### Given instruction
Copy verbatim the part of the pad batch dyeing text that begins at the words "To advantage, the" and stops after "of that nip.".

### Document excerpt
* * * * *

In accordance with the present invention, a significantly improved pad batch dyeing method is provided, in which the principal dyeing action is accomplished by a pair of resiliently covered squeeze rollers, arranged as a horizontally opposed pair, which are disposed partially within a dye solution pan. The arrangement is such that the squeeze rollers are partially submerged in the solution in the pan, but to a level substantially less than one half the diameter of the rollers. A single submerged resilient treating roller is mounted within the solution pan for rolling pressure contact with the front squeeze roller. A guide roller is also mounted within the solution pan, in a position to guide the fabric out of the nip formed by the submerged treating roller and the front squeeze roller and to redirect the fabric upward toward the squeeze nip, formed by the horizontally opposed pair of squeeze rollers. The arrangement provides for the fabric to be acted upon by a single submerged pressure nip, hereinafter sometimes referred to as a dye nip, and for the fabric to be guided by a single submerged guide roller which serves first to convey the fabric away from the dye nip, free of contact with the front squeeze roller, and then to redirect the fabric symmetrically into the squeeze nip in such manner that the fabric does not come into contact with one of the squeeze rollers significantly prior to contact with the other.

In accordance with another aspect of the invention, the fabric advantageously is engaged internally by a ring guide spreader arrangement upstream of and in closely coupled relation to the dye nip. Directly upstream from the ring guide spreader, and in close coupled relation with the spreader, the fabric is engaged by a controllably driven entry feed roller arranged to engage the incoming fabric across its full width and to advance the fabric under positive driving control. This arrangement enables the fabric to be furnished to the ring guide spreader relatively free of lengthwise tension, and enables the fabric to be adjusted by the ring guide spreader to flat, two-layered form and substantially to its normal width. In particular, the fabric is not spread significantly beyond its natural greige width, so that the fabric enters the dye solution with minimum geometrical distortions.

In accordance with a further significant aspect of the invention, the geometrical arrangement of the ring guide spreader and the submerged dye nip is such that the fabric leaving the ring guide spreader proceeds directly into the dye nip, along an entry plane which is approximately at right angles to the plane defined by the axis of the front squeeze roller and the submerged treating roller. Further, the fabric is not diverted by any intervening guide means in its travel from the ring guide spreader to the submerged dye nip, thus avoiding any tendency for the fabric edges to be curled in advance of the dye nip. Likewise, the location of the submerged guide roller advangageously is such as to guide the fabric symmetrically out of the submerged dye nip, and then symmetrically upward into the squeeze nip.

To advantage, the squeeze nip is located above the level of the dye solution, although the lower portions of the squeeze rollers are submerged in the solution. This not only enables the volume of dyestuff in the solution pan to be minimized but provides for an advantageous cascading effect of the dye liquor along the vertically rising fabric, as it emerges from the dye solution and travels upward to the squeeze nip. A further guide roller is advantageously provided at a location spaced well above the squeeze nip, arranged to guide the fabric symmetrically out of that nip.

Among the rather unique features of the invention are that the fabric is acted upon by only a single submerged treating nip and a single submerged guide roller. A number of advantages are derived from this arrangement. First, the required equipment cost is kept at a relative minimum. Second, the basic simplicity of the necessary equipment makes the process particularly suitable for day in, day out production operation by production personnel.

* * * * *

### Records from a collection
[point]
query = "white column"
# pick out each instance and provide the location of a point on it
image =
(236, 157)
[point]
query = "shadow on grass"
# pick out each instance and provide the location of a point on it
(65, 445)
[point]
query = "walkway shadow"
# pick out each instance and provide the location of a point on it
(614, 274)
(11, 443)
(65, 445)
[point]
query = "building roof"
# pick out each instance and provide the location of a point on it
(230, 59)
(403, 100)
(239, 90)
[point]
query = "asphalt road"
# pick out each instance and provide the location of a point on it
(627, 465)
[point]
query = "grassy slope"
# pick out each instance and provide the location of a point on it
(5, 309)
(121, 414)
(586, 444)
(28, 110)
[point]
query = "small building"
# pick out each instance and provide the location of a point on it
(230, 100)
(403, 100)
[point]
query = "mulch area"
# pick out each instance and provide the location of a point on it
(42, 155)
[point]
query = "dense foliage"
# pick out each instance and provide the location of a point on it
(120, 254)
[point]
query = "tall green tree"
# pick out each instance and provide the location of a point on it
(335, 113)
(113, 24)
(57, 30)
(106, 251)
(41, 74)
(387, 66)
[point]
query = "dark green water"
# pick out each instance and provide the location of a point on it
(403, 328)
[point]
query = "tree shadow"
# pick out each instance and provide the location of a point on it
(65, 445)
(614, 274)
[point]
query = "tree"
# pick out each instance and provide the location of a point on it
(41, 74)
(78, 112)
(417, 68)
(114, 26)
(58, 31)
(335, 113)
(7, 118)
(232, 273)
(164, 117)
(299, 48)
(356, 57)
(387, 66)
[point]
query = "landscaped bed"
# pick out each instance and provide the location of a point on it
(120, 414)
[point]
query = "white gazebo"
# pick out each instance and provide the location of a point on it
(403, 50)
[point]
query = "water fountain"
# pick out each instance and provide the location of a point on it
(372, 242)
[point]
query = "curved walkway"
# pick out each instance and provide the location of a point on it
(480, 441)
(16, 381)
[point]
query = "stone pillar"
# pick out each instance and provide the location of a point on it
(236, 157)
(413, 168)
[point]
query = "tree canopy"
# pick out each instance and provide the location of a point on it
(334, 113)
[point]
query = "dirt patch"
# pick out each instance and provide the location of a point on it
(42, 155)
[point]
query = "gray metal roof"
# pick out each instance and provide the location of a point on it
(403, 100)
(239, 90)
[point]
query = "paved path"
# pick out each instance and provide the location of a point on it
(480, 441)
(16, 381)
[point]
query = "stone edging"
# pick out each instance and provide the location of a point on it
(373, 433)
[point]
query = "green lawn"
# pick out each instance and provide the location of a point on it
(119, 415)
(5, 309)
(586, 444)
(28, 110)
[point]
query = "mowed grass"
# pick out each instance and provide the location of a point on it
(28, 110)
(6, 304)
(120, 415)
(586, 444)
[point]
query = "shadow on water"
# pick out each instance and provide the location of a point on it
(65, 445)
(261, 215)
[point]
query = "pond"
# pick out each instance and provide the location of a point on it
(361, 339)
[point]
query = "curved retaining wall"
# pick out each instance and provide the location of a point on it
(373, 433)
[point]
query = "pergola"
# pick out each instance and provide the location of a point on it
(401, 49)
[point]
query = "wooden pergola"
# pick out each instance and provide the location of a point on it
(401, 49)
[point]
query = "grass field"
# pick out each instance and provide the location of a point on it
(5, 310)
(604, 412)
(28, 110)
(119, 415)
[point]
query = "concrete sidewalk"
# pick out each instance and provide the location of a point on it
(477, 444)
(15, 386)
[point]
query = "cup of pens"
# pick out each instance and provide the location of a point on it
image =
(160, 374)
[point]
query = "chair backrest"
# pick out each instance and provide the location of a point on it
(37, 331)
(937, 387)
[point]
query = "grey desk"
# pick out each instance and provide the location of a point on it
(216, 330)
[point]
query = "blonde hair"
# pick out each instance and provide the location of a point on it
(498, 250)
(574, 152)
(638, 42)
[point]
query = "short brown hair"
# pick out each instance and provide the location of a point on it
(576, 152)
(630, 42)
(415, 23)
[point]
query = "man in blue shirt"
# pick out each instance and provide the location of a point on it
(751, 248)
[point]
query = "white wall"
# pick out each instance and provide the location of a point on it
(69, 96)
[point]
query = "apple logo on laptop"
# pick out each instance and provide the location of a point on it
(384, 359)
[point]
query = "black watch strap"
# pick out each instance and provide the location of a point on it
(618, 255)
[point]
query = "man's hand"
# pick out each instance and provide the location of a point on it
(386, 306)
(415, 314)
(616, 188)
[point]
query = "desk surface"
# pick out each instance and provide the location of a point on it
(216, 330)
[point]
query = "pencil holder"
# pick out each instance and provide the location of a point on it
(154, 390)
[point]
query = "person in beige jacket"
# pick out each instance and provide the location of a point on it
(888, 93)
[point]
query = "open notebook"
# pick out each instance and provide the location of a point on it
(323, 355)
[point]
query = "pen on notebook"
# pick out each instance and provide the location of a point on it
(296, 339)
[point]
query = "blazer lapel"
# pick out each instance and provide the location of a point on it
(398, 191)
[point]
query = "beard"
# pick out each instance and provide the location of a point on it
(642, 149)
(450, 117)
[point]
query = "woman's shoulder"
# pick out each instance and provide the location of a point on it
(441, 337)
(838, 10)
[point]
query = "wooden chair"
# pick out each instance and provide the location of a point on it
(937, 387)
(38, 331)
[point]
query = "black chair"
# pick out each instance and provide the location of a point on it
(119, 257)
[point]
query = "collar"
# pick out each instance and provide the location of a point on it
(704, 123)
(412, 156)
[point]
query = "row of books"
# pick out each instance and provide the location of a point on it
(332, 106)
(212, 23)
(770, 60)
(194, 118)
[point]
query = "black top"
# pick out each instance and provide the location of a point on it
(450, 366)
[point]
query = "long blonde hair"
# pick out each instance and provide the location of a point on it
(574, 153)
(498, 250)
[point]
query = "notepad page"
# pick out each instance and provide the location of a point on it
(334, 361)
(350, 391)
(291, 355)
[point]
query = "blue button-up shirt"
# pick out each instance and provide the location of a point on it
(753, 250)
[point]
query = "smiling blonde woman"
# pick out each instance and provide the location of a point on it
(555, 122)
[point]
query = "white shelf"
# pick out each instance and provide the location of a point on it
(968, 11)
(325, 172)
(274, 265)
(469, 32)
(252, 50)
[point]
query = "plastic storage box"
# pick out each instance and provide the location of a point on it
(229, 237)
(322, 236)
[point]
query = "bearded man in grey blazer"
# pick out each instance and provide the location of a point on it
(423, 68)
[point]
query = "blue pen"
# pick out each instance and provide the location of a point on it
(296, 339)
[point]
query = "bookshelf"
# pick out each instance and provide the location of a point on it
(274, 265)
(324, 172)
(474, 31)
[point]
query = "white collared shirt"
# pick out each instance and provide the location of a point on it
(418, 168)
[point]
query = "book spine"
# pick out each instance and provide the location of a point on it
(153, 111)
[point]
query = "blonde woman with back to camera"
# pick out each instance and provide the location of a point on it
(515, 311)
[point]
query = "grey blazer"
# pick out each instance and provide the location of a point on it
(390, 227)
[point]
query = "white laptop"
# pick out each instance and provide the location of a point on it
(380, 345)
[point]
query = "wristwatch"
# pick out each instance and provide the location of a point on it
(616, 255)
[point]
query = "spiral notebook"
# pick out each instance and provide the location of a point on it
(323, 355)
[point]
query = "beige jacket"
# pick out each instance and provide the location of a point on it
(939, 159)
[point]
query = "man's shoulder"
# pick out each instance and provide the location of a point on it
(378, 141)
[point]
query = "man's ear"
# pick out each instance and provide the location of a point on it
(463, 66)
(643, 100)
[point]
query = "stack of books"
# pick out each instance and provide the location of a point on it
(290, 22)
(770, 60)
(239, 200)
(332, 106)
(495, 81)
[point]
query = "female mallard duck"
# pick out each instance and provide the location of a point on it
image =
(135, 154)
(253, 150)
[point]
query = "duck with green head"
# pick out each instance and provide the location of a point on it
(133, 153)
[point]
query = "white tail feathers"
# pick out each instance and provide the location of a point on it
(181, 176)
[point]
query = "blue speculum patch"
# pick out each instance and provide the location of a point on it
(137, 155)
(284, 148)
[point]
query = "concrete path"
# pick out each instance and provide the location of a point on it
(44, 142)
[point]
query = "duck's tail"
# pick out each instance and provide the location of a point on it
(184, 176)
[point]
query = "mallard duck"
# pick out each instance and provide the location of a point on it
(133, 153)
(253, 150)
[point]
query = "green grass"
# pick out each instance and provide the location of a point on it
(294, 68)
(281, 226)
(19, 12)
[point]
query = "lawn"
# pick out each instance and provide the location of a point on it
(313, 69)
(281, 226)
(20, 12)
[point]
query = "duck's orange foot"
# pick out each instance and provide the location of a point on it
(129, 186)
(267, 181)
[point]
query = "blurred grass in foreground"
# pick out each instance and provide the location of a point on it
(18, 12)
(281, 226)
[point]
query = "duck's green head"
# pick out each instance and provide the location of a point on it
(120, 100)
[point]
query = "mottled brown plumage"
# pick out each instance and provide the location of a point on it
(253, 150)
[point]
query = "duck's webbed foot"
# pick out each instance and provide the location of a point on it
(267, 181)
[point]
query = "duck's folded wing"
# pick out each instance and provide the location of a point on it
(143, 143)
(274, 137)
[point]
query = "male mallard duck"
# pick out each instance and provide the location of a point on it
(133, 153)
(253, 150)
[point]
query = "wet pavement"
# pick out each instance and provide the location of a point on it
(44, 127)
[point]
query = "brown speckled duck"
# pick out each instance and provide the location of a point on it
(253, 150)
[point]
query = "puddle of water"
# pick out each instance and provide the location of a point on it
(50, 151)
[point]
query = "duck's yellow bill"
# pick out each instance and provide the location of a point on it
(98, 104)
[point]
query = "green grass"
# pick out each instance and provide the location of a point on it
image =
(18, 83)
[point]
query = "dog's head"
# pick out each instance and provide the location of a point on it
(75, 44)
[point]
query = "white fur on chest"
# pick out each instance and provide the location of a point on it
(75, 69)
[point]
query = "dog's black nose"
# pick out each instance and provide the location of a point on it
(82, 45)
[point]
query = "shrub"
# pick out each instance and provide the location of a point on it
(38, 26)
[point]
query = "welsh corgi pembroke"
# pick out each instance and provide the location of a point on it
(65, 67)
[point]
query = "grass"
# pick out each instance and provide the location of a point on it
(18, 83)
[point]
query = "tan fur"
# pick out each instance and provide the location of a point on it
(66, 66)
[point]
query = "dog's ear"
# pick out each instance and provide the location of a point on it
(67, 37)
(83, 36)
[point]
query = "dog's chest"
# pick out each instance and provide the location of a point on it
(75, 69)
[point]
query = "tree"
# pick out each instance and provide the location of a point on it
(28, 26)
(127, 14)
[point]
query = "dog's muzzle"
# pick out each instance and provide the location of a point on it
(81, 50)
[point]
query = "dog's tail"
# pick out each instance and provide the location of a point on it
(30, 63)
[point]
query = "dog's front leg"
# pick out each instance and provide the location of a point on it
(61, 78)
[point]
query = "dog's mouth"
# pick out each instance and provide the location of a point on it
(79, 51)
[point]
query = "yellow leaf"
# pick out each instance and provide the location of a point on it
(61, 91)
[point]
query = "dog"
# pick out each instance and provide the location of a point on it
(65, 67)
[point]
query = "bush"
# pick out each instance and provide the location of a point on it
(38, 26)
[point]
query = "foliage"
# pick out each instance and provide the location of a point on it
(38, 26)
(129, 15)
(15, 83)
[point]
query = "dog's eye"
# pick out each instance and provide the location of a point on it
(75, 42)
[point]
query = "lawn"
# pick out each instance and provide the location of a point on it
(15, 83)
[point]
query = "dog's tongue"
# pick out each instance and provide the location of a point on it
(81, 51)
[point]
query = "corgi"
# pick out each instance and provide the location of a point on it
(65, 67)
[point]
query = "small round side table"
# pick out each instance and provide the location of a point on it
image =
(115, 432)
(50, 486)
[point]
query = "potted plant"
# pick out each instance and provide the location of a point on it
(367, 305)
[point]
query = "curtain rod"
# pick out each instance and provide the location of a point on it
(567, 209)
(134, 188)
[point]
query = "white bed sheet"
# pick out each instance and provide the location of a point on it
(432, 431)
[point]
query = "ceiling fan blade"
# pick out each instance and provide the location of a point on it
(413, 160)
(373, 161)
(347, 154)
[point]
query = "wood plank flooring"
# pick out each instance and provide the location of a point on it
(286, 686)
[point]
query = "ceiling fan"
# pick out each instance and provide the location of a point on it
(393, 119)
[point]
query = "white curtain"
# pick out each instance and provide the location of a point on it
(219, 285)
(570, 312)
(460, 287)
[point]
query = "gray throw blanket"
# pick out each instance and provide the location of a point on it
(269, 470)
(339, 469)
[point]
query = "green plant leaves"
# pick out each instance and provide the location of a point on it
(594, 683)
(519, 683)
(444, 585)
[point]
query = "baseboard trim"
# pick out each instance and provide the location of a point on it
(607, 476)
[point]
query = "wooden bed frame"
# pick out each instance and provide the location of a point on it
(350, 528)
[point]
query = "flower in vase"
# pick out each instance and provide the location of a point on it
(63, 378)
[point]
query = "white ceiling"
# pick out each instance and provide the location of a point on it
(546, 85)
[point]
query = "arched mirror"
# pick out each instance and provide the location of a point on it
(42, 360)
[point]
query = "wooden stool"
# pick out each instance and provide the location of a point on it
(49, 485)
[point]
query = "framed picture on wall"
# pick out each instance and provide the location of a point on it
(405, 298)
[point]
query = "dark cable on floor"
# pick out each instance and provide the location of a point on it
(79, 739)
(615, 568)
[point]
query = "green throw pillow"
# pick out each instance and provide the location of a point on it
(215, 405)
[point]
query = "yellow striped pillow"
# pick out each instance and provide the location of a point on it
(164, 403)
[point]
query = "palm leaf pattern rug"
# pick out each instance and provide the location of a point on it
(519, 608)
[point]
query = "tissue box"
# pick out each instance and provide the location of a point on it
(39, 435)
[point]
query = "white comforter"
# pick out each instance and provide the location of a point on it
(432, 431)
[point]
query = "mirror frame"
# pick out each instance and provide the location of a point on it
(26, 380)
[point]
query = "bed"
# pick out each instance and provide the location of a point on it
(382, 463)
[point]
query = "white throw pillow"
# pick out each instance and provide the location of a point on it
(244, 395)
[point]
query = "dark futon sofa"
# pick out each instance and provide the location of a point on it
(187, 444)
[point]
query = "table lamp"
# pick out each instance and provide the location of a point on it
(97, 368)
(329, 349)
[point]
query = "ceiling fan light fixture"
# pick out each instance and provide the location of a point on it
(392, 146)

* * * * *

### Task answer
To advantage, the squeeze nip is located above the level of the dye solution, although the lower portions of the squeeze rollers are submerged in the solution. This not only enables the volume of dyestuff in the solution pan to be minimized but provides for an advantageous cascading effect of the dye liquor along the vertically rising fabric, as it emerges from the dye solution and travels upward to the squeeze nip. A further guide roller is advantageously provided at a location spaced well above the squeeze nip, arranged to guide the fabric symmetrically out of that nip.